> What you are asked to do: Leaving out the images, please output every entry exactly as it appears.

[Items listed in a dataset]
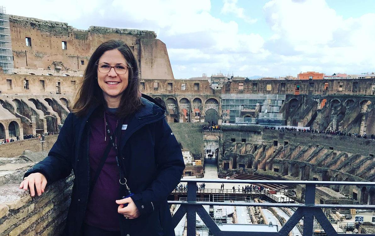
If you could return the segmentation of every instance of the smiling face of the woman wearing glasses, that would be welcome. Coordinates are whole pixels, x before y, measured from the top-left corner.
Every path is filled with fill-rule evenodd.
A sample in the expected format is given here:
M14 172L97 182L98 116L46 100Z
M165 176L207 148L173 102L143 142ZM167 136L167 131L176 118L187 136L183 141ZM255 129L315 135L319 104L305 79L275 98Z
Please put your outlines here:
M116 70L126 70L125 74L117 74L114 68L108 73L102 73L109 67L115 67ZM129 68L126 68L127 63L124 56L117 49L109 50L99 58L98 62L98 84L103 91L104 99L108 102L120 102L122 93L127 88L129 79ZM118 72L117 71L117 72Z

> Task answer:
If you could return the segmentation of every instance of the smiling face of the woman wearing glasses, that would be welcome. Coordinates are whole pixels, x before y, measured from the top-left corner.
Every path is filled with fill-rule evenodd.
A sample in the expected format is given here:
M14 172L97 182L98 116L46 100Z
M165 176L207 148L173 102L143 142ZM167 136L167 131L176 118L187 136L183 141ZM255 129L315 135L319 104L305 79L275 98Z
Please put your outlines here:
M116 70L126 70L125 74L117 74L114 68L108 73L102 73L109 67L115 67ZM129 68L126 68L127 63L124 56L117 49L109 50L99 58L98 62L98 84L103 91L104 99L108 102L120 102L122 93L127 88L129 79ZM118 72L117 71L117 72Z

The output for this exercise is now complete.